━━━━━ Records to use
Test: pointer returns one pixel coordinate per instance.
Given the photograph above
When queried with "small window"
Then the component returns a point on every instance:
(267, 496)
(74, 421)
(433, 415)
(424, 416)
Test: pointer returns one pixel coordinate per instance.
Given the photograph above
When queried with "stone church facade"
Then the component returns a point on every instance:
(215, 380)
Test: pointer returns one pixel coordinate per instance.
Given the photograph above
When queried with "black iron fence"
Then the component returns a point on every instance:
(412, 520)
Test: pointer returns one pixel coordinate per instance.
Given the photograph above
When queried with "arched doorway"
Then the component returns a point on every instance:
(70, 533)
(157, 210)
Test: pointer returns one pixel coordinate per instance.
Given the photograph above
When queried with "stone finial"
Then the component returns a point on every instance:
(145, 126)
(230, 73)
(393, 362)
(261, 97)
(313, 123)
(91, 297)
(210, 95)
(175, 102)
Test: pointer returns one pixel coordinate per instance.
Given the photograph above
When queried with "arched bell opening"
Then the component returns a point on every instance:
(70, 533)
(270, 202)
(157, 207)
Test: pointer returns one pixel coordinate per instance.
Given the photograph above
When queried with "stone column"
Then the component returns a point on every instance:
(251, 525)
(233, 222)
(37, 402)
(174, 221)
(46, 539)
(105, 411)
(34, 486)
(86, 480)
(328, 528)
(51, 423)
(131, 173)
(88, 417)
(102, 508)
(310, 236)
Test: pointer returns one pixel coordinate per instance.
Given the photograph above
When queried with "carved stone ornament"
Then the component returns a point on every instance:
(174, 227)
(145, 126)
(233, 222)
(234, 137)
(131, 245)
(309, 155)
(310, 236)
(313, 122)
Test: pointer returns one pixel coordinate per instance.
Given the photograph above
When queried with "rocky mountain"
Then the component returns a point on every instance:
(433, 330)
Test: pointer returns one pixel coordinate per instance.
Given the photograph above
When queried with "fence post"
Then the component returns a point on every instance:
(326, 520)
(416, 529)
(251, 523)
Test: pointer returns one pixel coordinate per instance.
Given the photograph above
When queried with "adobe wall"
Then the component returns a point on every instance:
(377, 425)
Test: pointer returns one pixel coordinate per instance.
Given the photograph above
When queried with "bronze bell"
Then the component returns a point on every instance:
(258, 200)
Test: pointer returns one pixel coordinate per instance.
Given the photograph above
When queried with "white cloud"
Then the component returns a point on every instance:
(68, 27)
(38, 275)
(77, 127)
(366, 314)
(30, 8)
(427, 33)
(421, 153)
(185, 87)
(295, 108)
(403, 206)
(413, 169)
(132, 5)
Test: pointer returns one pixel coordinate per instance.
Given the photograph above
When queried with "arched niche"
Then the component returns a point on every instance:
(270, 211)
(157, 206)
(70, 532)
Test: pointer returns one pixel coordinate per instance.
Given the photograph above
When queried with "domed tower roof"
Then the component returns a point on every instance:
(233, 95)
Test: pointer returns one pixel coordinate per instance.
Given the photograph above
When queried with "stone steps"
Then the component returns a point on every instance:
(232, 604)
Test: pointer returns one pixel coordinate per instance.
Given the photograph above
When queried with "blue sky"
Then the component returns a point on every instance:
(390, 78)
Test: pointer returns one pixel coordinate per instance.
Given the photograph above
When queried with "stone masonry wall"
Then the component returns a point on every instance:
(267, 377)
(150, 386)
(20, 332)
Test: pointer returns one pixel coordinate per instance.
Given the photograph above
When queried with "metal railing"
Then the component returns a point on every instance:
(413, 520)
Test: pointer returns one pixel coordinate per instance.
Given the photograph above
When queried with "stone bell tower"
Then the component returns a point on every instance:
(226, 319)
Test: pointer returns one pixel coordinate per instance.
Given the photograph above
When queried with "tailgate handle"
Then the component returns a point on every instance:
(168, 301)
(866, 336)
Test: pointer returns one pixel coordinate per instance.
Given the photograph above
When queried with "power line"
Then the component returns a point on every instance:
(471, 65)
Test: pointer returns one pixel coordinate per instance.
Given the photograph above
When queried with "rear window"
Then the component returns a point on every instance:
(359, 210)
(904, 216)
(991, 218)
━━━━━━━━━━
Task to complete:
Copy the data above exactly. Every line must be included.

Correct output:
Test: pointer returns one pixel coordinate per instance.
Given the photograph above
When queried with "small window"
Then the component returns a point on every instance:
(267, 496)
(74, 421)
(433, 415)
(424, 416)
Test: pointer returns one pixel coordinate per instance.
Given the photograph above
When queried with "stone church facade"
Then the component returns a point on every instance:
(215, 380)
Test: pointer returns one pixel coordinate per instance.
Given the photograph above
When queried with "black iron fence"
Then the component returns a point on every instance:
(412, 520)
Test: pointer returns one pixel coordinate per instance.
Given the photograph above
When queried with "arched doorway"
Then the component returns a point on every instance:
(70, 533)
(157, 210)
Test: pointer returns one pixel coordinate per instance.
Given the photograph above
When queried with "stone finial"
Then the component returns a point on every instance:
(145, 126)
(230, 73)
(393, 362)
(261, 97)
(313, 123)
(91, 297)
(210, 95)
(175, 102)
Test: pointer returns one pixel coordinate per instance.
Given the photograph above
When queried with "arched bell opening"
Then the component returns a point on every instance:
(70, 533)
(270, 202)
(157, 207)
Test: pointer returns one pixel coordinate per instance.
Given the photograph above
When queried with "stone column"
Then the component returns a point on every instance:
(251, 525)
(233, 222)
(37, 402)
(174, 221)
(46, 539)
(105, 411)
(34, 486)
(86, 480)
(328, 528)
(51, 423)
(131, 173)
(88, 417)
(102, 508)
(310, 236)
Test: pointer returns one pixel coordinate per instance.
Given the photograph above
When queried with "carved stone ornament"
Then the component returns a point on every instance:
(174, 227)
(145, 126)
(233, 222)
(234, 137)
(131, 245)
(309, 155)
(310, 236)
(313, 122)
Test: pointer returns one pixel coordinate per instance.
Given the photograph above
When queried with "rocky mountain"
Then the component returns a point on every instance:
(433, 330)
Test: pointer returns one pixel coordinate per instance.
Given the photograph above
When queried with "fence post"
Then the component returns a point on every instance:
(326, 520)
(416, 529)
(251, 523)
Test: pointer returns one pixel coordinate per instance.
Given the photograph above
When queried with "adobe wall"
Then the component returns a point on every instance:
(377, 425)
Test: pointer returns one pixel coordinate per instance.
Given the photograph above
When queried with "bronze bell"
Then the component returns a point on every instance:
(258, 200)
Test: pointer returns one pixel coordinate per instance.
Given the photograph above
When queried with "white cloud"
Then the component returns a point on every instance:
(68, 27)
(38, 275)
(77, 127)
(366, 314)
(30, 8)
(427, 33)
(421, 153)
(185, 87)
(295, 108)
(403, 206)
(413, 169)
(132, 5)
Test: pointer returns one pixel coordinate per instance.
Given the photograph above
When queried with "arched niche"
Then the component returns a point on every instance:
(270, 211)
(157, 206)
(70, 532)
Test: pointer returns one pixel coordinate per instance.
Given the photograph above
When queried with "domed tower roof"
Then the component returns a point on every instance:
(233, 95)
Test: pointer returns one pixel coordinate per instance.
Given the photograph above
When queried with "stone steps"
Then the component returns a point on every instance:
(232, 604)
Test: pointer returns one pixel coordinate per instance.
Given the photograph above
When queried with "blue sky"
Then the component returns a point on every instance:
(390, 78)
Test: pointer returns one pixel coordinate per instance.
Given the photograph above
When queried with "stone masonry wall"
Then the component returns a point on every instance:
(267, 377)
(150, 386)
(20, 332)
Test: pointer returns one pixel coordinate per instance.
Given the photograph above
When queried with "metal railing"
Then the component returns a point on every instance:
(413, 520)
Test: pointer returns one pixel coordinate per instance.
Given the photograph above
When queried with "stone bell tower"
Then the component returns a point on every instance:
(226, 319)
Test: pointer returns one pixel coordinate per instance.
Given the photograph above
When queried with "tailgate handle"
Then the component returns a point on every instance:
(168, 301)
(866, 336)
Test: pointer returns one pixel coordinate per instance.
Given the photograph above
When queried with "power line"
Then the component returns a point on every instance:
(471, 65)
Test: pointer returns one pixel coordinate per instance.
Given the photograph above
When queried with "rear window"
Then the component returns a point on every instance:
(359, 210)
(904, 216)
(991, 218)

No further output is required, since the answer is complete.